### DESCRIPTION OF THE TASK:
Nothing but the lines from the one containing "for toilet flush" through the last line of the entries should appear in the output, each verbatim.

Dataset entries
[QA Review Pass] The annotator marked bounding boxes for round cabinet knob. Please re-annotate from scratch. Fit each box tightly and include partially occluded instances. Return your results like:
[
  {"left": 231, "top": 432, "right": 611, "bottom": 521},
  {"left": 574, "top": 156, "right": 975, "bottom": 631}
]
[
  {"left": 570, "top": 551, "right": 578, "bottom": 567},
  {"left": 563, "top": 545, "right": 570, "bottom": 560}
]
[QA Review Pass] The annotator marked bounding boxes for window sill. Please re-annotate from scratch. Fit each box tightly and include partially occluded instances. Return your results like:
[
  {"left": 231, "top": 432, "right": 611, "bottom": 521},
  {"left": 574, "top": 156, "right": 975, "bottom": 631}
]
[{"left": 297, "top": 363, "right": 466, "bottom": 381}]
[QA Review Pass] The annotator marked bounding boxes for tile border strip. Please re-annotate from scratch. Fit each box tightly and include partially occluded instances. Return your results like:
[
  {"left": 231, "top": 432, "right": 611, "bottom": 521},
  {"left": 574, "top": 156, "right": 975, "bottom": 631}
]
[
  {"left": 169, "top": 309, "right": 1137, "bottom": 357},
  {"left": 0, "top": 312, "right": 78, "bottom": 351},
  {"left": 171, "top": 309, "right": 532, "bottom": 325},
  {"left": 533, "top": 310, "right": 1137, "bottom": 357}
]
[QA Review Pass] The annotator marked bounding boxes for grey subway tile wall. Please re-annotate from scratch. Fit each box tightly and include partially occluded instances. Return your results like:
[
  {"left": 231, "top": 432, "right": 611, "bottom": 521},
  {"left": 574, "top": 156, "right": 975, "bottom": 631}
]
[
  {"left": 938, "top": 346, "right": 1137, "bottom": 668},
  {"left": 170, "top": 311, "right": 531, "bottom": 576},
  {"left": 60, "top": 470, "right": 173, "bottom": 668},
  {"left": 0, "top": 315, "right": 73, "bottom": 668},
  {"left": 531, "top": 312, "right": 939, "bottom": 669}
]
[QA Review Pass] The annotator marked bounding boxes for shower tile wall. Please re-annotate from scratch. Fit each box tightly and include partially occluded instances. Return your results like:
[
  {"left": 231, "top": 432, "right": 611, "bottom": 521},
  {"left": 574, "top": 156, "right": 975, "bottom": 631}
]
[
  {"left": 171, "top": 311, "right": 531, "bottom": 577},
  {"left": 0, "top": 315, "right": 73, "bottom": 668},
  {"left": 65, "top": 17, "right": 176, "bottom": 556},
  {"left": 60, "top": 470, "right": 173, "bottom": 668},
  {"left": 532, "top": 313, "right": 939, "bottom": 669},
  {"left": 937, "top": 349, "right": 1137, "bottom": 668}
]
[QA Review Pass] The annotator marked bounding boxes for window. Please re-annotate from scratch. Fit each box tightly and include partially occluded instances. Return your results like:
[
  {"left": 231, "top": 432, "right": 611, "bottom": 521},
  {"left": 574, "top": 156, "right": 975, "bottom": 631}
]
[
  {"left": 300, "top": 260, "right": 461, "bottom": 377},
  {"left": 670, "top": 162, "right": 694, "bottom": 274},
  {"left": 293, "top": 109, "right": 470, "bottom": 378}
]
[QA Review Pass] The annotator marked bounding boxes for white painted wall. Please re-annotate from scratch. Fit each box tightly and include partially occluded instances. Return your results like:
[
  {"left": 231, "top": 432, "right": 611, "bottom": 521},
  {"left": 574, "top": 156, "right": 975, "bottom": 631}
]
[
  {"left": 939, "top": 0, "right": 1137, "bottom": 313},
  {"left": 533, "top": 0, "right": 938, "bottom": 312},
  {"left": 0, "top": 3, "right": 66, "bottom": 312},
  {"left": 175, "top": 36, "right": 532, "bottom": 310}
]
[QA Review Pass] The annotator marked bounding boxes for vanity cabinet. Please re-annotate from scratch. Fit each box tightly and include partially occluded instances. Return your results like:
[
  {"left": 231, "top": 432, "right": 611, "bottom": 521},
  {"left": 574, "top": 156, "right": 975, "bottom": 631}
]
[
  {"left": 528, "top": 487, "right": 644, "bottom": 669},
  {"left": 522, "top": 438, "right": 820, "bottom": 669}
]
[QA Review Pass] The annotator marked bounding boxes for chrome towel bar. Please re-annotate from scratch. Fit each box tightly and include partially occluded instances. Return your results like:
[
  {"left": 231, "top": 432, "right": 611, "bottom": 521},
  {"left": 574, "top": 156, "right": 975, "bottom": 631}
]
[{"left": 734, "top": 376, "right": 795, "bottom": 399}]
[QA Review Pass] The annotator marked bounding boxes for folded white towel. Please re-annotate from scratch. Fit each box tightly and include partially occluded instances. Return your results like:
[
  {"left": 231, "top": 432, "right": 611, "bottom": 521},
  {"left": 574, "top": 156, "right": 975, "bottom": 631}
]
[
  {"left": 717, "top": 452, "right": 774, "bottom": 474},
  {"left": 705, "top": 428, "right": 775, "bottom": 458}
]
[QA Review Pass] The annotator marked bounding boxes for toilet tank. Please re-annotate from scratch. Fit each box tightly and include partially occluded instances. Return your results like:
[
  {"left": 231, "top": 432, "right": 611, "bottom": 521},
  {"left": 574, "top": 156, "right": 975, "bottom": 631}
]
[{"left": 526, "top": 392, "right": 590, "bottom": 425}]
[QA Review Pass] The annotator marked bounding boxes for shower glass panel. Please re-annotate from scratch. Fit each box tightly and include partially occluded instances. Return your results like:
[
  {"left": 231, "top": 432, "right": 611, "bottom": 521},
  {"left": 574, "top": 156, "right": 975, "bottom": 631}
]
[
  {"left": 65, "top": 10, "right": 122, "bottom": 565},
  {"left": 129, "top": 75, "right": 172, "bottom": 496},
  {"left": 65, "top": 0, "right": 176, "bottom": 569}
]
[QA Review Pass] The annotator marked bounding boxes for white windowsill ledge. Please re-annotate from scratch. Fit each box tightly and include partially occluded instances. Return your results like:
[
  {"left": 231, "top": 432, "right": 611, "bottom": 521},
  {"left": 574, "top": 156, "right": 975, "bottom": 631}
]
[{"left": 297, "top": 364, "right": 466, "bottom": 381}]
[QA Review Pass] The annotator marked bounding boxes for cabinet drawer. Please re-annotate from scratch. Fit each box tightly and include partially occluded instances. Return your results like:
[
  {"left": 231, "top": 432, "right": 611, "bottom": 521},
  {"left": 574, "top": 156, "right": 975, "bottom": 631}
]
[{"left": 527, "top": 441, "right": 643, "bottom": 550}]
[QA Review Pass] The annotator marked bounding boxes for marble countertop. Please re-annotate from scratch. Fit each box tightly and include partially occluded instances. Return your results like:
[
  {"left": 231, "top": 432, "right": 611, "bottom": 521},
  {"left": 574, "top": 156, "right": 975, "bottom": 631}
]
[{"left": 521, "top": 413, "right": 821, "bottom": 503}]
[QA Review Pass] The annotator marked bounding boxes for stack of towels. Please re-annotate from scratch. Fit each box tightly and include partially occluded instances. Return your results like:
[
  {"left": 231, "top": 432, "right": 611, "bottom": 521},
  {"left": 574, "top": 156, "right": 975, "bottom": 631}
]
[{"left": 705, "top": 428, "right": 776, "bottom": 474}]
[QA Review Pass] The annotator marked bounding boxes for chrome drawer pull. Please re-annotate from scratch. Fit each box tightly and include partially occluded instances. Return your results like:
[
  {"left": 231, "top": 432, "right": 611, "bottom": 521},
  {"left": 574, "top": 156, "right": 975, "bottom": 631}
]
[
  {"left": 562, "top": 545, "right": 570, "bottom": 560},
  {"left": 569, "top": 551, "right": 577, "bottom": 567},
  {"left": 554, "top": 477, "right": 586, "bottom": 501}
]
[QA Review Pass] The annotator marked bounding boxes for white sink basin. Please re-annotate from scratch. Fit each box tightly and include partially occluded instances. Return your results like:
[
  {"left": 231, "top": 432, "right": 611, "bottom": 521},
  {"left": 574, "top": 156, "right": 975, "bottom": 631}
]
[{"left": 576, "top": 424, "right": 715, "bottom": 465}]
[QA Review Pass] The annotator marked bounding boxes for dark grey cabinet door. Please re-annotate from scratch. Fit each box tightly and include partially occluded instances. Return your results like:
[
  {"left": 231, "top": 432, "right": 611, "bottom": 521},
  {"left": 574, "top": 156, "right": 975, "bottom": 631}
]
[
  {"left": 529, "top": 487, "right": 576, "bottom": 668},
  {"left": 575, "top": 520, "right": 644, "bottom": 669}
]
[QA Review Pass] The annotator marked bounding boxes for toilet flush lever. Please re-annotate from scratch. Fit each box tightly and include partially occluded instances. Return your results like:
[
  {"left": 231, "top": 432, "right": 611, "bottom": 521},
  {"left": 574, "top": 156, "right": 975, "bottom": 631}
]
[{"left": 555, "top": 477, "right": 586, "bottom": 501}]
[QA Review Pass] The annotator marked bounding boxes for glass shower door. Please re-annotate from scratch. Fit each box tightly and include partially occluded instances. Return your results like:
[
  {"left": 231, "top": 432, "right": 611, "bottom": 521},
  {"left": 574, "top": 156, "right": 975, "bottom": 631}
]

### COMPLETED EXERCISE:
[QA Review Pass] The annotator marked bounding boxes for toilet flush lever. Please re-annotate from scratch. Fit each box tightly and include partially occluded instances. Return your results like:
[
  {"left": 231, "top": 432, "right": 611, "bottom": 521},
  {"left": 574, "top": 156, "right": 975, "bottom": 631}
]
[{"left": 555, "top": 477, "right": 586, "bottom": 501}]
[QA Review Pass] The annotator marked bounding boxes for glass shower door. Please re-annotate from scratch. Fit each box tightly and include partially occluded instances. Return your results like:
[
  {"left": 231, "top": 432, "right": 611, "bottom": 521},
  {"left": 574, "top": 156, "right": 975, "bottom": 631}
]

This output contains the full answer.